All of the bulls were gallant. We found it heart rending to watch these courageous animals rise to their feet and stagger as they fought the effects of their mortal wounds. The crowd cheered on. When the bull finally falls it is usually not dead and a coup de grace with a special knife is necessary to sever its spinal cord. The crowd cheered on. The matador struts the arena like a peacock as the rakers rake and the crowd cheers on. A duo of mules is driven into the ring and a chain is attached to the bulls horns and, in each case, the recently magnificent beast is dragged lifelessly and unrewarded to the waiting butcher outside the arena...and the crowd cheered on.

There will be no more bullfights for us however, maybe the protesters grouped outside the area might welcome us into their fold. Perhaps I could be enticed into attending a 'course camarguaise' where athletic 'raseteur' dressed in white, challenge themselves to pluck rosettes from between the horns of charging bulls and the bull lives to play again and where, quite often, the 'raseteur' leaves the arena bloodied, sometimes lifeless and for little reward.

We found nothing to cheer about as we made the two hour trip home and pondered the fact that some 30,000 bulls a year suffer this ignominious fate.

A Bull in the Basilica




Sun 02 Jul

There has been much anticipation of today's events which requires us to take two cars the 110 odd kms into Toulouse. Our first visit involves the beautiful Basilica St Sernin followed by lunch on the Rue de Taur. Secondly, and with mixed feelings, we attend the 'Feria Fenouillet' or Fenouillet Fair to watch the 'corrida' or bullfights in the arena. The two activities are poles apart save that they both involve bulls,and demand separate blog entries.

I have briefly mentioned the Basilica previously (see 'The Sounds of Angels' 20 May 06) as we had a short visit to it the day we picked up Graham and Barbara. This visit has been better planned and given the time it deserves.

The Michelin 'Green Guide' describes the Basilica as the most famous and most magnificent of the great Romanesque pilgrimage churches in the south of France.

I realized I was not really sure what Romanesque meant so I did some research.
The term refers literally to the intent of designing in the style and manner of Rome. As a style, it reveals the master masons craft, with its concern for architecture rather than sculpture. The most recognizable feature of Romanesque buildings is their massiveness. Their Gothic descendents appear much more slender. An important structural development in Romanesque churches was the vaulted roofs as an alternative to fire prone wooden roofs. Vaults became a major architectural innovation in ensuing centuries.

• • • •

Requirements:
In the text above, how does the Michelin 'Green Guide' describe the Basilica St Sernin?

Raw data:
• • • •

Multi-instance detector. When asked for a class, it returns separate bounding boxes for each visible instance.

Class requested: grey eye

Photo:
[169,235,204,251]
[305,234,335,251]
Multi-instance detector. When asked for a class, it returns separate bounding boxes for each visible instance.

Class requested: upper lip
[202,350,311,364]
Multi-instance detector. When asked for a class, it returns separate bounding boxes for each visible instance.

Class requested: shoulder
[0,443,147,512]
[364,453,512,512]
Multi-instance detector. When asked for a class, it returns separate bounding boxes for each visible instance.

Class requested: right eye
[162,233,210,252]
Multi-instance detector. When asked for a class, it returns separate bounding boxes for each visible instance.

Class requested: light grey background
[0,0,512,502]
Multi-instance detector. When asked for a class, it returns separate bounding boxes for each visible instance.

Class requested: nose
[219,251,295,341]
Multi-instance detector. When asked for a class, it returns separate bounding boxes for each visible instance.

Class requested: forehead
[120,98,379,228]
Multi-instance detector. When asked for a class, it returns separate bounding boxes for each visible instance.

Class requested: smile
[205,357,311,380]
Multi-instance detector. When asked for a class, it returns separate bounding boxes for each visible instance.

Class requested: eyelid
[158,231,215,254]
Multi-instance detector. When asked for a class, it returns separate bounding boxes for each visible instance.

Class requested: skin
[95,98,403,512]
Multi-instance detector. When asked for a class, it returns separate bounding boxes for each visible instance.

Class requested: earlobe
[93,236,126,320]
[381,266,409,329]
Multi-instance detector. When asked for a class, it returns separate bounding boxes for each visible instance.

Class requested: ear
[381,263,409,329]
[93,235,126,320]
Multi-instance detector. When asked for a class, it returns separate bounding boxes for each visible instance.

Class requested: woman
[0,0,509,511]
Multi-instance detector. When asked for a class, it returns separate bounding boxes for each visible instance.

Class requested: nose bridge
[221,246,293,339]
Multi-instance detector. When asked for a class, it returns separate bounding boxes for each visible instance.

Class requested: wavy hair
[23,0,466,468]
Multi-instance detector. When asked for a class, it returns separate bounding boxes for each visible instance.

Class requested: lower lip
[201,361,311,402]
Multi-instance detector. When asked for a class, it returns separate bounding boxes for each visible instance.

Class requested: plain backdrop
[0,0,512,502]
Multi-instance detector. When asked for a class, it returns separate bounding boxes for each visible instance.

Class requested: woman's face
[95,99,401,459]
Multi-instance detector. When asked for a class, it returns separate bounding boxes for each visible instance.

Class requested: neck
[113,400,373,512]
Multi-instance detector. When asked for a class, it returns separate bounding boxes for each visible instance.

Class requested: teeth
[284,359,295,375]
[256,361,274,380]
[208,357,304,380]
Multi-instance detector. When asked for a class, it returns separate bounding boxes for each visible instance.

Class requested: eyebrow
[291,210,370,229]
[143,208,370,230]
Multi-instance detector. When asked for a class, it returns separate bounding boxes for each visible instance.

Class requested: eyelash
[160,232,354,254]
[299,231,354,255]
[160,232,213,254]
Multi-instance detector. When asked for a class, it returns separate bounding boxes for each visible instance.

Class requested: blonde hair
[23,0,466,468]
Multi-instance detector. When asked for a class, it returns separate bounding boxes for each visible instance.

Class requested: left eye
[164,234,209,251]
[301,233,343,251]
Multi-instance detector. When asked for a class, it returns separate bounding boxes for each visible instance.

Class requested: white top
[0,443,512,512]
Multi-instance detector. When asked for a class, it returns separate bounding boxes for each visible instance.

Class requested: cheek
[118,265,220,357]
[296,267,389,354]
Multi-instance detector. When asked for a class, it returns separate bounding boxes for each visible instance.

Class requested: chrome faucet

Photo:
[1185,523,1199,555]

• • • •

Answer below:
It describes the Basilica as the most famous and most magnificent of the great Romanesque pilgrimage churches in the south of France.